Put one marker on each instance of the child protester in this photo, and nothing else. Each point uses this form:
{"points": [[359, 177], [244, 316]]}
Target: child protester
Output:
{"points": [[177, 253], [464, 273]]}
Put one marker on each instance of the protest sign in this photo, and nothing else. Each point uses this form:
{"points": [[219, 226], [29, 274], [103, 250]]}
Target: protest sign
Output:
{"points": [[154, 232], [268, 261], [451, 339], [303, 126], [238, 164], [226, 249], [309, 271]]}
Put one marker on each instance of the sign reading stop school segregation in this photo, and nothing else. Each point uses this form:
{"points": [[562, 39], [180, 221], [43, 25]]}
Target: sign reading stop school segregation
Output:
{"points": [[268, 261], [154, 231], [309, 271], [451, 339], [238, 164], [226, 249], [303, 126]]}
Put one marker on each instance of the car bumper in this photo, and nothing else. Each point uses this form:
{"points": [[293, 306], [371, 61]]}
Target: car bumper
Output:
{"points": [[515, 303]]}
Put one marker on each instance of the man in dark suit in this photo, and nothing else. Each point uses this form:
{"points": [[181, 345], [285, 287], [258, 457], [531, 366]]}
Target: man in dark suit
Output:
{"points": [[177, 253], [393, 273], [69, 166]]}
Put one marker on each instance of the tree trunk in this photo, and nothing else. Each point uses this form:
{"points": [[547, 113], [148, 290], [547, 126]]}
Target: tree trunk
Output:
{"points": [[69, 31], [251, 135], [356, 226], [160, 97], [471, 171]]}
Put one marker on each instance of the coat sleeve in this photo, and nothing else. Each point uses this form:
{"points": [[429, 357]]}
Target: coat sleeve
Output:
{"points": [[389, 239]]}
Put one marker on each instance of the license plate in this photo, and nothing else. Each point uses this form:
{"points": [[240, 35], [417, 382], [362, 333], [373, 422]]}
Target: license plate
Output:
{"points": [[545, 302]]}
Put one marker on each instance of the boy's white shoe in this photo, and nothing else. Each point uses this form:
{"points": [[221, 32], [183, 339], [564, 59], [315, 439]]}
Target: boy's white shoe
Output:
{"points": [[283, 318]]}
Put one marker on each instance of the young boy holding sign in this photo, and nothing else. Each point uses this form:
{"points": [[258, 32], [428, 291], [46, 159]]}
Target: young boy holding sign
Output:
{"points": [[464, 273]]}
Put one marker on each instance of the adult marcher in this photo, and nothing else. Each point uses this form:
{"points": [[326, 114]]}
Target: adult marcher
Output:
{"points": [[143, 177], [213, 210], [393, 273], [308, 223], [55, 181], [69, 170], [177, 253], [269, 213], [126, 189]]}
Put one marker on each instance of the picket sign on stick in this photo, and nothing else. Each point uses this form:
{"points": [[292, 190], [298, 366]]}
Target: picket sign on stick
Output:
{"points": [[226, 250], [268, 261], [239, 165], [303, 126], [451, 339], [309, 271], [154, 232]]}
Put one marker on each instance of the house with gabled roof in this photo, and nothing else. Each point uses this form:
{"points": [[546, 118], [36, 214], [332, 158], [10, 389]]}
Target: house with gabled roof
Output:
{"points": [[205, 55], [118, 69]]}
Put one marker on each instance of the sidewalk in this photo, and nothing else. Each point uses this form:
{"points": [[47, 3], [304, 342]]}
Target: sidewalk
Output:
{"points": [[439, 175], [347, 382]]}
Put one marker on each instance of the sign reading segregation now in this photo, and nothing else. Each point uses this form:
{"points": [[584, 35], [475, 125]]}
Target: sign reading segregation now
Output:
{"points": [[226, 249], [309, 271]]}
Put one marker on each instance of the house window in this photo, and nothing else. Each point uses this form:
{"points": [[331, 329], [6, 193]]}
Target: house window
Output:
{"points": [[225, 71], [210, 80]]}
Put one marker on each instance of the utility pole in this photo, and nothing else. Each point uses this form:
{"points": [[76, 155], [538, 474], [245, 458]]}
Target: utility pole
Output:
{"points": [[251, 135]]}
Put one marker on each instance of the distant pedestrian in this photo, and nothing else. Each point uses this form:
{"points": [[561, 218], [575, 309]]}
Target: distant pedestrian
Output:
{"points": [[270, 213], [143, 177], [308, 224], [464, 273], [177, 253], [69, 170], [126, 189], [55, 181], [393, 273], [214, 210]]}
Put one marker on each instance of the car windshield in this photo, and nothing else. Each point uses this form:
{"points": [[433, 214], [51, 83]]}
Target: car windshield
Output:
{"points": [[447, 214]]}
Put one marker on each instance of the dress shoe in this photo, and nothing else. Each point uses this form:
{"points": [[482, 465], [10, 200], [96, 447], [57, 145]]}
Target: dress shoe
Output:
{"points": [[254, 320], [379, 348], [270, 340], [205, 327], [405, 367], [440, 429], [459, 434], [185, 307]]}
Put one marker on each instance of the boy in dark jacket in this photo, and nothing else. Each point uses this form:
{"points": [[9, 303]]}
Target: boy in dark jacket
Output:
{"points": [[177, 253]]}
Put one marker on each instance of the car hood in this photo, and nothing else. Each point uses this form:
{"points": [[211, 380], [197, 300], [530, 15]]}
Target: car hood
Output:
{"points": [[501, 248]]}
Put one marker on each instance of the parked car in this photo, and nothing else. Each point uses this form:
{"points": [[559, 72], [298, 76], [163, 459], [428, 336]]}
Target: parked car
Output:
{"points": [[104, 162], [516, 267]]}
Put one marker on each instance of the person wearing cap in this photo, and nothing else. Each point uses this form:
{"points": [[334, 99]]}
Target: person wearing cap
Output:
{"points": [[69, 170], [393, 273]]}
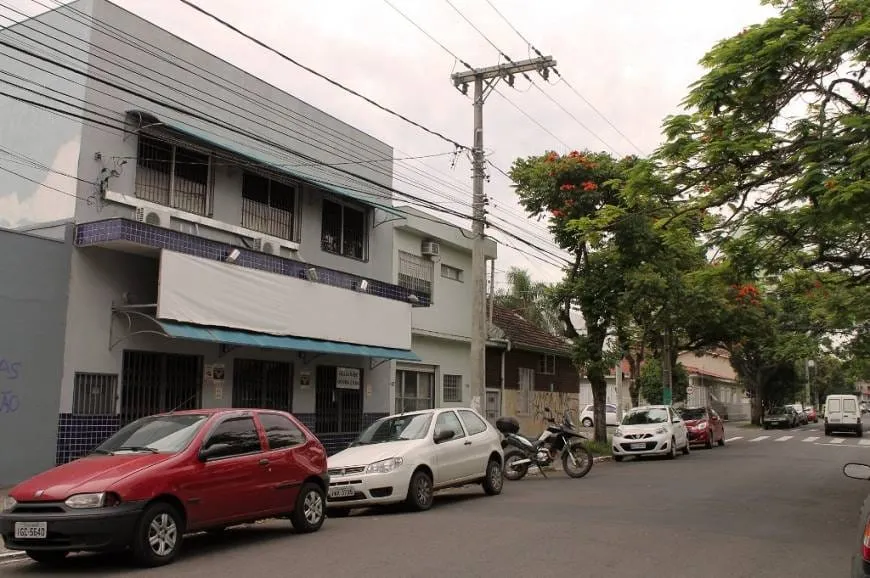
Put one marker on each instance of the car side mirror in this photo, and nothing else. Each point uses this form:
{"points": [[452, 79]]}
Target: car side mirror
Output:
{"points": [[443, 435], [214, 451]]}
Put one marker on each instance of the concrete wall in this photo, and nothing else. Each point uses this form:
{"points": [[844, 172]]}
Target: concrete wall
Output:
{"points": [[39, 151], [34, 274]]}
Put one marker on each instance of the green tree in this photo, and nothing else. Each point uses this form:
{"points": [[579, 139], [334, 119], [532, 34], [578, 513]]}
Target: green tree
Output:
{"points": [[650, 382], [530, 299]]}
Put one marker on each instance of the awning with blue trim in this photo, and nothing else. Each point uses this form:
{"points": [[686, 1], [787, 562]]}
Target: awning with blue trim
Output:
{"points": [[302, 170], [247, 339]]}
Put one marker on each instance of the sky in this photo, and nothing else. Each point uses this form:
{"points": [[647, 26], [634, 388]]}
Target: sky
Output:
{"points": [[627, 63]]}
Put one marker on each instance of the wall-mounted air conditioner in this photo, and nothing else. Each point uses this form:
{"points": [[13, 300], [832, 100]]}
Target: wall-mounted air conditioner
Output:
{"points": [[152, 217], [430, 248]]}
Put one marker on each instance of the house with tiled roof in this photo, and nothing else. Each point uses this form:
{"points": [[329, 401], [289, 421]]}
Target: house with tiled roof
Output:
{"points": [[528, 369]]}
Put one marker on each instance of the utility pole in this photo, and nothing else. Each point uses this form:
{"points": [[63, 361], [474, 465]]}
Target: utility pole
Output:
{"points": [[484, 81]]}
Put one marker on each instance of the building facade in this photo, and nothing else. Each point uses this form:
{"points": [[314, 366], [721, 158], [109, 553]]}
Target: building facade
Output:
{"points": [[219, 244]]}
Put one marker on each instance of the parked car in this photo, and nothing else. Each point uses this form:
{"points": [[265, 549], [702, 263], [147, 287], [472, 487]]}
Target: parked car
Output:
{"points": [[166, 475], [407, 457], [704, 426], [653, 430], [780, 416], [587, 417], [842, 413], [861, 548], [801, 413]]}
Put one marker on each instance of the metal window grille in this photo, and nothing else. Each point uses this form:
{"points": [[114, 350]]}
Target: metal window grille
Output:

TASK STATEMENT
Your task is to transcribe all of the records precisely, with no images included.

RESPONSE FOR THIS EXERCISE
Put one marker on each instance of the child protester in this photo, and nothing else. Each point uses this form:
{"points": [[359, 177], [244, 316]]}
Target: child protester
Output:
{"points": [[177, 253], [464, 273]]}
Put one marker on each instance of the protest sign in this photo, and nothing else. Each point uses this form:
{"points": [[219, 226], [29, 274], [103, 250]]}
Target: protest sign
Output:
{"points": [[154, 232], [268, 261], [451, 339], [303, 126], [238, 164], [226, 249], [309, 271]]}
Put one marker on each instance of the sign reading stop school segregation in this photo, and nothing else. Each point uses this form:
{"points": [[562, 39], [180, 221], [43, 25]]}
Target: sign reading stop school segregation
Output:
{"points": [[268, 261], [154, 231], [309, 271], [451, 339], [238, 164], [226, 249], [303, 126]]}
Put one marker on each instance of the car bumper in this photo, and nothing else. Each point uses this form:
{"points": [[293, 306], [371, 61]]}
Target: car bumper
Output:
{"points": [[515, 303]]}
Put one marker on each instance of the man in dark suit in this photo, and nothing else. Each point uses this form:
{"points": [[181, 345], [285, 287], [258, 457], [531, 366]]}
Target: man in dark suit
Output:
{"points": [[177, 253], [393, 273], [69, 166]]}
Put one marker on each instance of the tree trunk in this photo, and nothing else. Each point uses this form:
{"points": [[547, 113], [148, 290], [547, 126]]}
Target: tree trunk
Output:
{"points": [[69, 31], [251, 135], [356, 226], [160, 97], [471, 171]]}
Put one marker on each instance of the coat sleeve in this photo, and nothing else. Each point uses this form:
{"points": [[429, 357]]}
Target: coat sleeve
Output:
{"points": [[389, 239]]}
Put one marker on each instance of the license plate in this photo, and nothing else. Each point uses this form:
{"points": [[240, 35], [417, 382], [362, 333], [373, 422]]}
Target: license plate
Output:
{"points": [[545, 302]]}
Put one marker on each instance of the boy's white shoe in this photo, and nothing else. Each point uses this form:
{"points": [[221, 32], [183, 339], [564, 59], [315, 439]]}
Target: boy's white shoe
Output:
{"points": [[283, 318]]}
Put one marker on each instance of the young boy holding sign in this photo, and nothing else. Each point uses this form:
{"points": [[258, 32], [428, 291], [46, 159]]}
Target: young boy holding sign
Output:
{"points": [[464, 273]]}
Put one marker on each instance of the adult marcher in this photo, and nothing else. Each point uses this form:
{"points": [[326, 114]]}
Target: adult marcher
Output:
{"points": [[143, 177], [213, 210], [393, 273], [308, 223], [55, 181], [69, 170], [177, 253], [269, 213], [126, 189]]}
Put one marker on each instance of the picket sign on stick in this photo, and nothing else. Each point uses this form:
{"points": [[292, 190], [298, 366]]}
Target: picket sign on stick
Output:
{"points": [[226, 250], [268, 261], [239, 165], [303, 126], [451, 339], [309, 271], [154, 232]]}
Put one marker on each instance of the house with gabled roof in this photo, and nothing else. Each point uses this form:
{"points": [[546, 118], [36, 214], [332, 158], [10, 389]]}
Target: house with gabled roof
Output:
{"points": [[205, 55], [118, 69]]}
Put one marker on each instance of the sidewalk in this photo, and nothing else. Each point uses this form:
{"points": [[47, 3], [304, 342]]}
Target: sidewalk
Output:
{"points": [[439, 175], [347, 382]]}
Put one marker on each instance of the sign reading segregation now in this photo, and nothing else. Each point uses this form:
{"points": [[584, 35], [475, 125]]}
Target: sign reading segregation now
Output:
{"points": [[226, 249], [309, 271]]}
Put one marker on each instance of the house window in this photo, and nothing else. Each point uses this form:
{"points": [[331, 329], [6, 193]]}
Target: house window
Output:
{"points": [[225, 71], [210, 80]]}
Put one marker on each instance of the utility pole in this photo, and nothing else. Each point uses this form:
{"points": [[76, 155], [538, 474], [245, 458]]}
Target: utility pole
Output:
{"points": [[251, 135]]}
Put one marker on each instance of the distant pedestrian in this photo, and nothing else. Each point uses this form:
{"points": [[561, 218], [575, 309]]}
Target: distant pedestrian
Output:
{"points": [[270, 213], [143, 177], [308, 224], [464, 273], [177, 253], [69, 170], [126, 189], [55, 181], [393, 273], [214, 210]]}
Put one marker on each instance of the car windshield in this photo, and nothing else. Each point uses this form:
{"points": [[433, 214], [51, 83]]}
Target: car windshield
Output:
{"points": [[447, 214]]}
Put one marker on each instance of the dress shoe in this photo, and nothing else. Each point uses this form:
{"points": [[482, 465], [10, 200], [96, 447], [57, 145]]}
Target: dress shoe
Output:
{"points": [[254, 320], [379, 348], [270, 340], [205, 327], [405, 367], [440, 429], [459, 434], [185, 307]]}
Put one marker on each instance of the boy in dark jacket in this photo, and nothing else. Each point uses this form:
{"points": [[9, 303]]}
Target: boy in dark jacket
Output:
{"points": [[177, 253]]}
Put one marker on each instance of the car hood in this photo, and nothing else. Each point uses this form:
{"points": [[211, 380], [197, 300], [530, 15]]}
Target: car hood
Output:
{"points": [[501, 248]]}
Put one marker on each instance of the parked car in this photo, and nothing else. Each point uses this form:
{"points": [[559, 72], [298, 76], [163, 459], [428, 336]]}
Target: parked car
Output:
{"points": [[104, 162], [516, 267]]}
Put one marker on each instance of the person wearing cap in this photo, and nothing else. Each point uses this form:
{"points": [[334, 99]]}
Target: person wearing cap
Output:
{"points": [[69, 170], [393, 273]]}
Put one marker on each instance of the car side mirror in this photo, and nothing else. Each point uses this form:
{"points": [[452, 79]]}
Target: car side mirror
Output:
{"points": [[443, 435], [214, 451]]}
Put one marker on each instance of the concrete wall in this photo, and nothing else. Each point uses this form:
{"points": [[844, 172]]}
Target: concrete wall
Output:
{"points": [[39, 151], [34, 274]]}
Put one marker on each instance of the green tree in this photo, and nothing else. Each point uses this form:
{"points": [[579, 139], [334, 119], [532, 34], [578, 513]]}
Target: green tree
Output:
{"points": [[650, 382], [530, 299]]}
Put one marker on each instance of the awning with blue trim in this photo, and nothing else. Each point uses this form:
{"points": [[686, 1], [787, 562]]}
Target: awning with blue trim
Output:
{"points": [[302, 170], [247, 339]]}
Put one marker on each instance of the sky in this photo, and nothing else. Each point uses this form:
{"points": [[647, 26], [634, 388]]}
Target: sky
Output:
{"points": [[627, 63]]}
Put one marker on each instance of the wall-mounted air conditioner in this photo, and nothing else. Each point uses this form:
{"points": [[13, 300], [832, 100]]}
Target: wall-mounted air conditioner
Output:
{"points": [[152, 217], [430, 248]]}
Put one marker on each instance of the house with tiled roof in this photo, and nothing else. Each point uses this form:
{"points": [[329, 401], [289, 421]]}
Target: house with tiled roof
Output:
{"points": [[528, 369]]}
Put one marker on each instance of the utility pole in this photo, and nothing else. Each point uses this form:
{"points": [[63, 361], [474, 465]]}
Target: utility pole
Output:
{"points": [[484, 81]]}
Put one marker on each instance of the building facade in this photo, and nothing else. Each point uses this form:
{"points": [[314, 366], [721, 158], [109, 553]]}
Target: building facade
Output:
{"points": [[219, 244]]}
Put one marker on each instance of the parked car in this photo, and nothing else. Each point uses this form:
{"points": [[265, 549], [702, 263], [147, 287], [472, 487]]}
Target: parked car
Output:
{"points": [[166, 475], [407, 457], [704, 426], [653, 430], [780, 416], [587, 417], [842, 413], [861, 548], [801, 413]]}
Put one marker on each instance of the metal window grille in this photo, and nothing else. Each point uses this form:
{"points": [[114, 350]]}
Target: metal window grille
Output:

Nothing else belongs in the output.